**Assignment**
Where a line of the records holds the string "form", copy that line.

*** Opening of Available data ***

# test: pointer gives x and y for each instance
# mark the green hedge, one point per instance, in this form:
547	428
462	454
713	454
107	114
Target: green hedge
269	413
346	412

*** Close of Available data ***
*** Opening of Available data ***

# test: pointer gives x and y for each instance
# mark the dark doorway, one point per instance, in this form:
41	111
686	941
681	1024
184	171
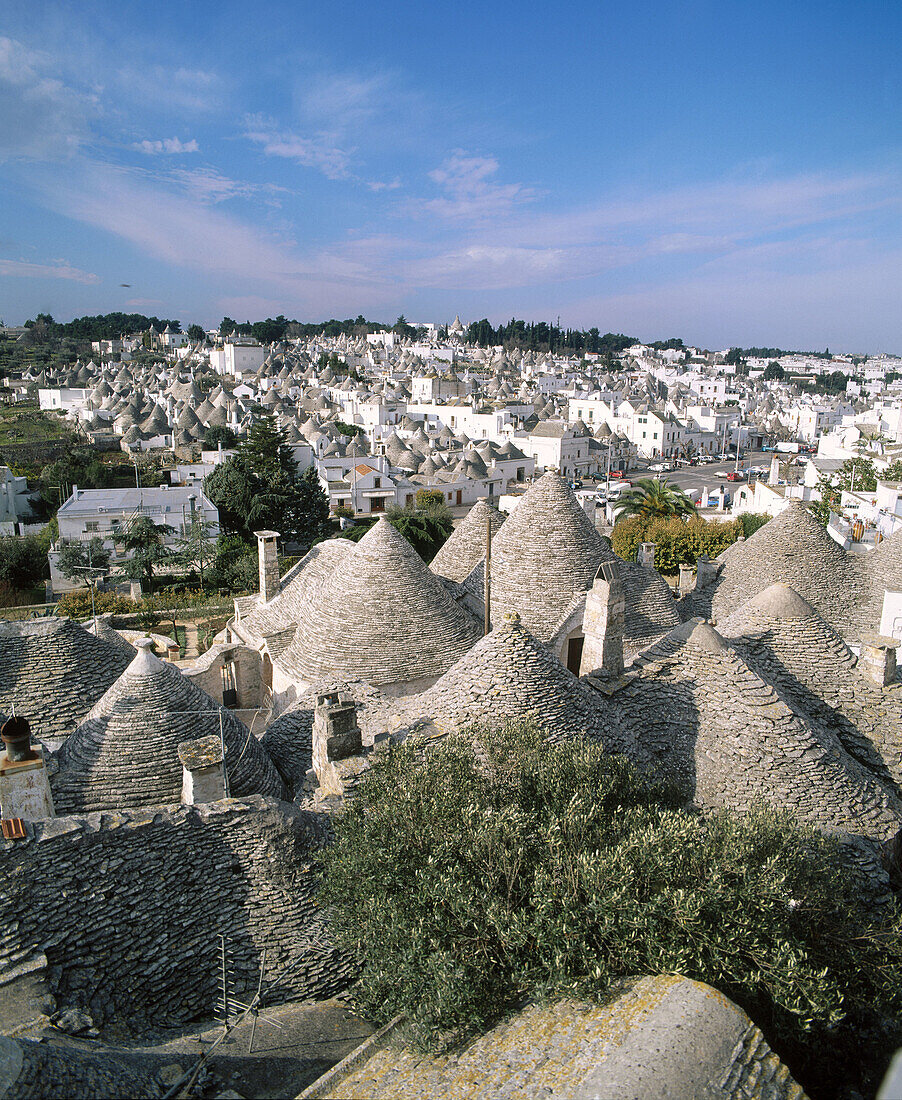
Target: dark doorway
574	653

*** Close of Available data ***

**Reply**
# mark the green hedge, one point per instance, in this form:
# mark the dark doorway, one point per instance, in this form:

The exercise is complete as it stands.